What to work on: Transcribe the lines of the records starting with the one that has "For every instance of the sky" in it and ending with the last, and transcribe nothing else.

Records for processing:
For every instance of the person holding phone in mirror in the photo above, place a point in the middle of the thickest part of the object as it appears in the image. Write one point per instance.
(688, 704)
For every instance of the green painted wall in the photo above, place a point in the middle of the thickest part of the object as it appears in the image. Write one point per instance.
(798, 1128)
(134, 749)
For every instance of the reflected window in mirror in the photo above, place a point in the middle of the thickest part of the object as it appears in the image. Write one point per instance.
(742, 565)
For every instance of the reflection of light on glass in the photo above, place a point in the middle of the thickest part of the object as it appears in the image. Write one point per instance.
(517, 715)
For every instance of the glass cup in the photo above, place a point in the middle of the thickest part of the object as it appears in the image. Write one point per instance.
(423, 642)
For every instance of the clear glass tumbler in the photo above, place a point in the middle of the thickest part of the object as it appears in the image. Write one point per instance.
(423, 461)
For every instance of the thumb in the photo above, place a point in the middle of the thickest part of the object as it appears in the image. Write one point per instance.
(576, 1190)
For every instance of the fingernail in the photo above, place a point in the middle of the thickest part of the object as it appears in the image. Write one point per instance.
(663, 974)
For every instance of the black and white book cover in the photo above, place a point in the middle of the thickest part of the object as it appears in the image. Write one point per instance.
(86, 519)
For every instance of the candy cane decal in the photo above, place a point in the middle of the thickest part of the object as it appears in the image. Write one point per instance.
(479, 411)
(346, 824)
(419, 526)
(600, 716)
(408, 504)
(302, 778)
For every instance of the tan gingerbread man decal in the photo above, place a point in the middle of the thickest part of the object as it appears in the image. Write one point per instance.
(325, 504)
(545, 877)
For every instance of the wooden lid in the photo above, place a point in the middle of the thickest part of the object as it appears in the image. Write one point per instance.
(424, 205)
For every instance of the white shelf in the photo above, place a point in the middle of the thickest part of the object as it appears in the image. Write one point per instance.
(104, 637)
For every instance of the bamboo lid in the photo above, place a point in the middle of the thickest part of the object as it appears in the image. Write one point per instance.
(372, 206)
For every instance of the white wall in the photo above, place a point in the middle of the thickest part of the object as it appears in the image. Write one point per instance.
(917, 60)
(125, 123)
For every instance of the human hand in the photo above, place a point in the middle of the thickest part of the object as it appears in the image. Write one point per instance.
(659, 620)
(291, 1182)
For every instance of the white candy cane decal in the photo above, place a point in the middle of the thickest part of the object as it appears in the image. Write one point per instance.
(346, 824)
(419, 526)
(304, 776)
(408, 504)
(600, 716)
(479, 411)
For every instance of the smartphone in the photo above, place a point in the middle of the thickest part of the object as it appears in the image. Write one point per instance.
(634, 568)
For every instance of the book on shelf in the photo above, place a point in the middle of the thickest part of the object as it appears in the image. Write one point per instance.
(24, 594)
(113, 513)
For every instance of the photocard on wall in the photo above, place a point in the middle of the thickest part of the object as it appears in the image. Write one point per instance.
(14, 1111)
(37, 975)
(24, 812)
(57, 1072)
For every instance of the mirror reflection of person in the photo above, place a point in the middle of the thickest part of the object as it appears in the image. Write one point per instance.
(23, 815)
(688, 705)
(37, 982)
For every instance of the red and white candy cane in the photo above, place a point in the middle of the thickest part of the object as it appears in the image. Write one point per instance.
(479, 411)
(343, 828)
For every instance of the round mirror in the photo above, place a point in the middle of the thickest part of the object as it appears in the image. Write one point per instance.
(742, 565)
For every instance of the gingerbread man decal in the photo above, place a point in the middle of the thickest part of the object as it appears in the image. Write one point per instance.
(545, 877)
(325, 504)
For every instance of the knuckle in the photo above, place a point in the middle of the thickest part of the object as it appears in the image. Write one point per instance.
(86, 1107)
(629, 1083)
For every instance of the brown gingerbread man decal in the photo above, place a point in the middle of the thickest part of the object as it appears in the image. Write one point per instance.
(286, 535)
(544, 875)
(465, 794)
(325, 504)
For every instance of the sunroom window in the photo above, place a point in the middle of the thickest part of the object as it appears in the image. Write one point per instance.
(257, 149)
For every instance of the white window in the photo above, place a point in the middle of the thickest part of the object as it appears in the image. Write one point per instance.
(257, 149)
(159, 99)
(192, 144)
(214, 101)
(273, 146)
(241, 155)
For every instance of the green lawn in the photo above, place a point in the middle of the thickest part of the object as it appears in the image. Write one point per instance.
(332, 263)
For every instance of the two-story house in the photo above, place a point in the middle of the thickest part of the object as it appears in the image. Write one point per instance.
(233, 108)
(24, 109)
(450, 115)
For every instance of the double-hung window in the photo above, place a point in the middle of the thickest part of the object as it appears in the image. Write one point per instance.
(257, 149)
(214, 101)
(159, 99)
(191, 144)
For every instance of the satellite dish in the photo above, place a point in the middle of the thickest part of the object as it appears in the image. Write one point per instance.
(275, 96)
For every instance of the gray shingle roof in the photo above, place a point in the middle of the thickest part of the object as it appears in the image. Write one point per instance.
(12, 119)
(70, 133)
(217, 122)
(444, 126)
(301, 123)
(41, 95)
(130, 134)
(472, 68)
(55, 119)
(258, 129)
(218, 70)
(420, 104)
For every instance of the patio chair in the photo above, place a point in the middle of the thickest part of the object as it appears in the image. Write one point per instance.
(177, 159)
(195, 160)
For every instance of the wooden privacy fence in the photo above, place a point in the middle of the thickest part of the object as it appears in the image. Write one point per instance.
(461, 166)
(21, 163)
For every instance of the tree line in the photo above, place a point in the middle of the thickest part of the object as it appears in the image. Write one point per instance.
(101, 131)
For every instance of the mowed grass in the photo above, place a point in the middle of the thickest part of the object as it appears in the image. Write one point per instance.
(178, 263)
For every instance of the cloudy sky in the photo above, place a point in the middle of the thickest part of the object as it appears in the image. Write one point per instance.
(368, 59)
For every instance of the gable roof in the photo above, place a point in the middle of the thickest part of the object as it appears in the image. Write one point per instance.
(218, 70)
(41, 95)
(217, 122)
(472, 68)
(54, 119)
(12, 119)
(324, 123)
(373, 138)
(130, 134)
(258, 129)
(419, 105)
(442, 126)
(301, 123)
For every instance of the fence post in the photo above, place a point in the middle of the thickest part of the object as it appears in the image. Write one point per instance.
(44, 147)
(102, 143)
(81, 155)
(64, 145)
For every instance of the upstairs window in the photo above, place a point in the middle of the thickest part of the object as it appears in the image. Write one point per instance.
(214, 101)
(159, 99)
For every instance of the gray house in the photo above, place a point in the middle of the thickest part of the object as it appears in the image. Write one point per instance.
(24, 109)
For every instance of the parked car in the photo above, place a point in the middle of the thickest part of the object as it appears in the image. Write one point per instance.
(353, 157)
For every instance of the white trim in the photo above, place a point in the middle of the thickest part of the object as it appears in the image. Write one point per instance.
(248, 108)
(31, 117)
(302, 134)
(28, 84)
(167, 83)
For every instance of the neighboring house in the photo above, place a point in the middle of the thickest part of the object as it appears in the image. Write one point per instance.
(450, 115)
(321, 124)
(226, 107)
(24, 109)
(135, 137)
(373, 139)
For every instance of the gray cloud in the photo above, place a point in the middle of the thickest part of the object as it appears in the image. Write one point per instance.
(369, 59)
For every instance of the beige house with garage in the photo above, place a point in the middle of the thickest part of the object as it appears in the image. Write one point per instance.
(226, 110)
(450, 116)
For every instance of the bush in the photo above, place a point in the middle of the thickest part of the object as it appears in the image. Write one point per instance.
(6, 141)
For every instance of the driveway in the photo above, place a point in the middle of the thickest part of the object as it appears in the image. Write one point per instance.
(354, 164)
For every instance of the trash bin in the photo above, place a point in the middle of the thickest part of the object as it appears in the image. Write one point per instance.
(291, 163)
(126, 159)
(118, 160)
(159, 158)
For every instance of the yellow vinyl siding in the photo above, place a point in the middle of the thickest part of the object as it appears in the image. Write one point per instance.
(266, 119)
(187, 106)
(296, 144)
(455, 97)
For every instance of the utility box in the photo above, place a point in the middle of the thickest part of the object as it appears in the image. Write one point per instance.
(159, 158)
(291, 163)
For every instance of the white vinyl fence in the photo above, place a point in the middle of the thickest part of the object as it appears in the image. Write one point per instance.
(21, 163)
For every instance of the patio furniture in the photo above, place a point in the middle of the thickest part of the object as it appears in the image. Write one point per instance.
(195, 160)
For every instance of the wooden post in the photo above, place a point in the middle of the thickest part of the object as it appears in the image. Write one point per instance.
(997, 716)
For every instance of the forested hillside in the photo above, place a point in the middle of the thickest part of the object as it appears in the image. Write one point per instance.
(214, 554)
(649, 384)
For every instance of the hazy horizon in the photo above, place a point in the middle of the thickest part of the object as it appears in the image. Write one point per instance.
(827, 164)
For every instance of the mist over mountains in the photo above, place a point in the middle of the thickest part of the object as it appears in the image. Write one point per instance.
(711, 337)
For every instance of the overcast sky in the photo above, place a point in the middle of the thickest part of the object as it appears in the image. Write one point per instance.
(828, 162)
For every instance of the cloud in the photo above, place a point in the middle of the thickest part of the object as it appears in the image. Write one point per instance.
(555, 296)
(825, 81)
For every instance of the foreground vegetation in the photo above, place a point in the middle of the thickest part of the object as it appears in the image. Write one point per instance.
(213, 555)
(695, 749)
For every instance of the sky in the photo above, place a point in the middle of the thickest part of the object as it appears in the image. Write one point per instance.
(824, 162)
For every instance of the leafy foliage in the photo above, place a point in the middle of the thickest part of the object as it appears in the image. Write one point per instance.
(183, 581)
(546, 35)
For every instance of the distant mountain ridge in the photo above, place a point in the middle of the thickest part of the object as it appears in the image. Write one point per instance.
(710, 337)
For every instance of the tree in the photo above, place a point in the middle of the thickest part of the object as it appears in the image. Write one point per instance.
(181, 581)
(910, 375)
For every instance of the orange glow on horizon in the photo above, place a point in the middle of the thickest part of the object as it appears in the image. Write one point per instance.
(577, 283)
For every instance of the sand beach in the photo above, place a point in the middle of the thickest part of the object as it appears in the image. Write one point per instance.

Written solution:
For every instance of the sky in the photo above, place a point in the middle of the thickest part of the object as it appears in the image. Write one point per instance.
(824, 162)
For every instance of the leafy foliage in the photo above, place a point in the middle of the thickest part of the object as it appears in the image. Write one point per instance.
(183, 581)
(546, 35)
For every instance of the distant mountain ridge in the photo above, place a point in the middle of the thickest part of the object as it appears in the image. Write one point per instance.
(710, 337)
For every instance of the tree in the photo above, place a point in the middle of the thickest part of the object as it appears in the image. Write one point per instance.
(181, 581)
(910, 375)
For every instance of the orange glow on horizon in the photo above, place a point in the middle of the thickest part of the object as it appears in the image. Write one point per instance.
(577, 283)
For every instance of the sand beach in the photo above, place a point in the middle of the thickest part of the object as it appears in the image. Write one point per instance.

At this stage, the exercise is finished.